### What to produce
Please return the entries, omitting and altering nothing.
+++ Dataset
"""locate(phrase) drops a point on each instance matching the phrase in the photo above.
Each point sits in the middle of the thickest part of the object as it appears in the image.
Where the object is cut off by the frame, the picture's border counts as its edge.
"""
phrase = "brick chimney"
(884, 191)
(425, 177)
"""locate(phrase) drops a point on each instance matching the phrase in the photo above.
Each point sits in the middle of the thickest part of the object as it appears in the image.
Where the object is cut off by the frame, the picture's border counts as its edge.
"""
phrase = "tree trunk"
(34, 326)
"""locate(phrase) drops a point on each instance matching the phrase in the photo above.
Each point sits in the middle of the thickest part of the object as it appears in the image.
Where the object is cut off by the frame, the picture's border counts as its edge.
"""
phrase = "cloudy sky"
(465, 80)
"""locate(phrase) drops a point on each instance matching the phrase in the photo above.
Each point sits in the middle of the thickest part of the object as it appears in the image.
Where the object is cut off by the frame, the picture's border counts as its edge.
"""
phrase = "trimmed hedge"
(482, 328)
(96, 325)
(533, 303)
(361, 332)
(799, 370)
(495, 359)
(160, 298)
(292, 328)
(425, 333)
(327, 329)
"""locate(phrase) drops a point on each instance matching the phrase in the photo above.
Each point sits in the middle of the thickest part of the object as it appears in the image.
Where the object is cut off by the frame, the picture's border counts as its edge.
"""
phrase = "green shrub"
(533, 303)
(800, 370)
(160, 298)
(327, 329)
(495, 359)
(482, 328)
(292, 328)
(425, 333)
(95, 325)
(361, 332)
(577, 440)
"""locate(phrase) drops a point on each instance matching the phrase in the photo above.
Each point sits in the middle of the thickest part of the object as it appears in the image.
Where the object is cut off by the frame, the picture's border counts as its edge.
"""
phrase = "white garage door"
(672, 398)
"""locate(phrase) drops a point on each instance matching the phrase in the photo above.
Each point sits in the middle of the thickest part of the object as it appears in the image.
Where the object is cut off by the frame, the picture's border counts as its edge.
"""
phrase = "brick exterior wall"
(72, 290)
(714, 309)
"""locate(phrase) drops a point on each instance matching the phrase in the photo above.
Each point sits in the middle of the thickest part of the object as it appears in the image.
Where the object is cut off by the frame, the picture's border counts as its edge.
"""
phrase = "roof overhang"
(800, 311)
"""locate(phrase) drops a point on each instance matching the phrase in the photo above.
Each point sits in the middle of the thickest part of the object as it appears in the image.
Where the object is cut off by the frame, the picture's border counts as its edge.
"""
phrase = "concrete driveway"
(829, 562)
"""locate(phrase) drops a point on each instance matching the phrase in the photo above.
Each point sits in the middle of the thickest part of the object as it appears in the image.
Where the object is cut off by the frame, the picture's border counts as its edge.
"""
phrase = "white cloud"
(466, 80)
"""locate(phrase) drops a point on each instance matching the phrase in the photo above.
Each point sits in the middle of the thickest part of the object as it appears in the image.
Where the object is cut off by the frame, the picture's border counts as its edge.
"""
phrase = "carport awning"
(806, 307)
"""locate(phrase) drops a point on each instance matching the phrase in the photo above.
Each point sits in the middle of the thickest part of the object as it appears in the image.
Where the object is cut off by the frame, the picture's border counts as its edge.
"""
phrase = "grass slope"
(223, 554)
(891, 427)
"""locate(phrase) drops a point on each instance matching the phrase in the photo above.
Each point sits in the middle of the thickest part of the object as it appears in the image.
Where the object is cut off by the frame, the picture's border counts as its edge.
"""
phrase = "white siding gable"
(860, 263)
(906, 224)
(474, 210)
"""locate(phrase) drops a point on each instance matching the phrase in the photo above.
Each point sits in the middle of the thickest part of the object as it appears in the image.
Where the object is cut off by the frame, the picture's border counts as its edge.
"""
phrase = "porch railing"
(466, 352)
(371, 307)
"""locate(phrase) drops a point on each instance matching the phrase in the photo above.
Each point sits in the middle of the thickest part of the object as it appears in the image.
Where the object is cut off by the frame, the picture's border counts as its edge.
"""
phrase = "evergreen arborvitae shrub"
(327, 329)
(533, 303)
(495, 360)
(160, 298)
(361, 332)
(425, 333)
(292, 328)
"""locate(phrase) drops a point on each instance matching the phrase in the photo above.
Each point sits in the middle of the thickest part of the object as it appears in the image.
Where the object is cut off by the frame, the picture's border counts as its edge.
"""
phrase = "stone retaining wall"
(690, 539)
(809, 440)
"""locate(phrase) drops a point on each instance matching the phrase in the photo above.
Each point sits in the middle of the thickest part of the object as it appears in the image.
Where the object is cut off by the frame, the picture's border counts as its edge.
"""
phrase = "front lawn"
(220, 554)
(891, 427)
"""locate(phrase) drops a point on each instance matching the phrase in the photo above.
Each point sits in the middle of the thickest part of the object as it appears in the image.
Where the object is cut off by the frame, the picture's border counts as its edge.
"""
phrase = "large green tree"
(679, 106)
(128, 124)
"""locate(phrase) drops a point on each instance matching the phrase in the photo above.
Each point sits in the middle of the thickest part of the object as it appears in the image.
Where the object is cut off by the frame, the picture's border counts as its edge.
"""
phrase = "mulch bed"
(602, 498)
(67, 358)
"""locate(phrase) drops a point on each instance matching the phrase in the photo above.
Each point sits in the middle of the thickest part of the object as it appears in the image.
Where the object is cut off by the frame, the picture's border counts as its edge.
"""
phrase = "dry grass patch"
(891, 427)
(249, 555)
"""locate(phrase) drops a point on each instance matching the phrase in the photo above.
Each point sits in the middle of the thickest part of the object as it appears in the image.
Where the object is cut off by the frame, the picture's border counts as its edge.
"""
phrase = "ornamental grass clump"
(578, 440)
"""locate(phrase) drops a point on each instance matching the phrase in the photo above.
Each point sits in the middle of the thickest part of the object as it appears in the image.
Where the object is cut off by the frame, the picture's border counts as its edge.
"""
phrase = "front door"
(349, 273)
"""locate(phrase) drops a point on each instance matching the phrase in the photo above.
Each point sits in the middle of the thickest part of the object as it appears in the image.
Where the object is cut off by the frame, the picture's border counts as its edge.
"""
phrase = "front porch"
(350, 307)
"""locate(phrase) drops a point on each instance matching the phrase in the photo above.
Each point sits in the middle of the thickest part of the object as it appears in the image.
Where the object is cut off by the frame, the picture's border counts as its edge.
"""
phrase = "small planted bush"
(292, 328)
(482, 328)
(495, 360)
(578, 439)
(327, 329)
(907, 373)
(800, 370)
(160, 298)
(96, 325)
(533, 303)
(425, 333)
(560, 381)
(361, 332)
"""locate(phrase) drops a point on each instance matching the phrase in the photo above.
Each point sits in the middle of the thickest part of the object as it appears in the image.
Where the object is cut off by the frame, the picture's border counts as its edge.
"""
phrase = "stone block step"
++++++
### Written solution
"""locate(phrase) drops a point on each instance matching the phrase in the photo above.
Each point sits in the middle of the thickest part of the object as it appears in the image.
Where the object is cut off by the frame, the picture's border counts as its edge.
"""
phrase = "brick chimney"
(884, 191)
(425, 177)
"""locate(phrase) drops a point on each instance matching the phrase in the photo above.
Each point sits in the middle of the thickest part of the object as it appears in the image.
Where the object is cut off by the frame, the picture's border counts as its edge.
"""
phrase = "tree trunk"
(34, 326)
"""locate(phrase) drops a point on each instance matching the phrase in the photo above.
Each point sits in the middle of the thickest part of the object as it appears in the image.
Where the object is cut off by the frame, the picture's border counts as its edge.
"""
phrase = "cloudy sky"
(465, 80)
"""locate(phrase) drops a point on each instance matching the phrase in the photo above.
Each point sits in the middle of the thickest part of the object as it appears in the image.
Where the object is cut off by the frame, the picture's border counts as its edge.
"""
phrase = "trimmed hedge"
(482, 328)
(96, 325)
(533, 303)
(361, 332)
(799, 370)
(495, 359)
(160, 298)
(292, 328)
(425, 333)
(327, 329)
"""locate(phrase) drops a point on each instance matching the phrase in the photo above.
Each point sits in the middle of the thickest part of the object as it appears in the image.
Where the object is cut off by the frame, the picture's border counts as its edge.
"""
phrase = "green shrub"
(533, 303)
(800, 370)
(160, 298)
(327, 329)
(495, 359)
(482, 328)
(292, 328)
(425, 333)
(95, 325)
(361, 332)
(577, 440)
"""locate(phrase) drops a point on each instance matching the phrase in the photo above.
Each point sits in the middle of the thickest part of the object as it appears in the image.
Where the object is cut off by the frame, the picture's border counts as its edge.
"""
phrase = "white garage door"
(672, 398)
"""locate(phrase) drops a point on each instance matching the phrase in the photo above.
Each point sits in the middle of the thickest part of the object as it appears in the image.
Where the object is cut off by the frame, the picture's border counts as its edge.
"""
phrase = "brick exterior wall"
(72, 290)
(714, 309)
"""locate(phrase) drops a point on each instance matching the phrase in the photo above.
Each point sits in the middle of the thickest part of the object as it appears in the image.
Where the object is cut off by the frame, the picture's border counts as its edge.
"""
phrase = "roof overhang"
(800, 311)
"""locate(phrase) drops a point on each instance matching the phrase in the photo above.
Each point sits in the middle of the thickest part of the object as it appears in the image.
Where the object is cut off by the frame, the picture's border counts as its edge.
"""
phrase = "concrete driveway"
(829, 562)
"""locate(phrase) drops a point on each instance matching the phrase in the photo above.
Each point sits in the middle of the thickest part of the object as it appears in the image.
Where the object is cut off by the frame, the picture's border counts as its edge.
"""
phrase = "white cloud"
(466, 80)
"""locate(phrase) drops a point on each instance matching the phrase in the photo above.
Each point sits in the middle of the thickest part of the object as it appears in the image.
Where the object is cut off by the frame, the picture's border counts as its edge.
"""
phrase = "carport awning"
(806, 307)
"""locate(phrase) drops a point on each instance matching the phrase in the photo above.
Each point sits in the middle of the thickest part of the object as it appears in the image.
Where the object is cut off by the frame, the picture's border counts as its edge.
"""
phrase = "grass slope"
(223, 554)
(891, 427)
"""locate(phrase) drops a point on each instance matching the phrase in the photo above.
Each point sits in the middle of the thickest part of the object as it appears in the image.
Where the object is cut off by the frame, the picture's border counts as its edge.
"""
phrase = "white siding gable"
(860, 263)
(906, 224)
(474, 210)
"""locate(phrase) drops a point on each instance matching the phrase in the photo above.
Each point sits in the middle of the thickest part of the object as it appears in the image.
Where the object is cut off by the frame, the picture's border counts as its edge.
"""
phrase = "porch railing"
(466, 352)
(371, 307)
"""locate(phrase) drops a point on each instance matching the phrase in the photo above.
Each point sits in the middle of the thickest part of the object as it appears in the image.
Where the object is cut off by the frame, the picture's border counts as its edge.
"""
phrase = "evergreen arborvitae shrub"
(327, 329)
(533, 303)
(495, 360)
(160, 298)
(361, 332)
(425, 333)
(292, 328)
"""locate(phrase) drops a point on each instance matching the phrase in the photo above.
Each point sits in the middle of the thickest part of the object as it appears in the image.
Where the object is cut off by the frame, the picture's border counts as its edge.
"""
phrase = "stone retaining wall"
(690, 539)
(809, 440)
"""locate(phrase) drops a point on each instance matching the phrase in the photo above.
Each point sits in the middle of the thickest part of the object as it appears in the image.
Where the object is cut off by the frame, the picture's border counts as its edge.
"""
phrase = "front lawn"
(220, 554)
(891, 427)
"""locate(phrase) drops a point on each instance matching the phrase in the photo above.
Each point sits in the middle of the thickest part of the object as it appears in the image.
Where the object is cut off by the frame, the picture's border counts as its edge.
"""
phrase = "large green tree"
(679, 106)
(128, 124)
"""locate(phrase) drops a point on each instance matching the phrase in the photo above.
Each point sits in the middle of the thickest part of the object as it appears in the image.
Where the object is cut off by the frame, the picture's border counts as its edge.
"""
phrase = "mulch bed"
(602, 498)
(67, 358)
"""locate(phrase) drops a point on each instance matching the phrase in the photo above.
Each point sits in the middle of the thickest part of the object as it appears in the image.
Where the object is cut off by the frame, the picture's border counts as its edge.
"""
phrase = "dry grass patch"
(891, 427)
(249, 555)
"""locate(phrase) drops a point on each instance matching the phrase in the photo above.
Each point sits in the middle of the thickest part of the object as it appears in the image.
Where the object is cut off by the frame, the picture's border counts as its edge.
"""
phrase = "ornamental grass clump"
(578, 440)
"""locate(phrase) drops a point on each instance matching the phrase in the photo above.
Each point sits in the middle of the thickest part of the object as it appears in the image.
Where the object is cut off by the frame, the picture's border counts as its edge.
"""
phrase = "front door"
(349, 273)
"""locate(phrase) drops a point on each instance matching the phrase in the photo above.
Each point sits in the middle of the thickest part of the object as it appears in the image.
Where the object is cut off by the frame, the picture's border counts as its edge.
"""
phrase = "front porch"
(350, 307)
"""locate(phrase) drops a point on each instance matching the phrase in the photo above.
Each point sits in the middle of the thickest part of the object as it appears in the image.
Where the object is cut off by the frame, the picture's border counts as its edge.
"""
phrase = "small planted bush"
(292, 328)
(482, 328)
(495, 360)
(578, 439)
(327, 329)
(907, 373)
(800, 370)
(160, 298)
(96, 325)
(533, 303)
(425, 333)
(560, 381)
(361, 332)
"""locate(phrase) drops a point on each instance matching the phrase in the photo above.
Each point sits in the middle of the thickest part of the object as it appears in the image.
Where the object is cut off by the frame, the picture's border counts as its edge.
"""
phrase = "stone block step"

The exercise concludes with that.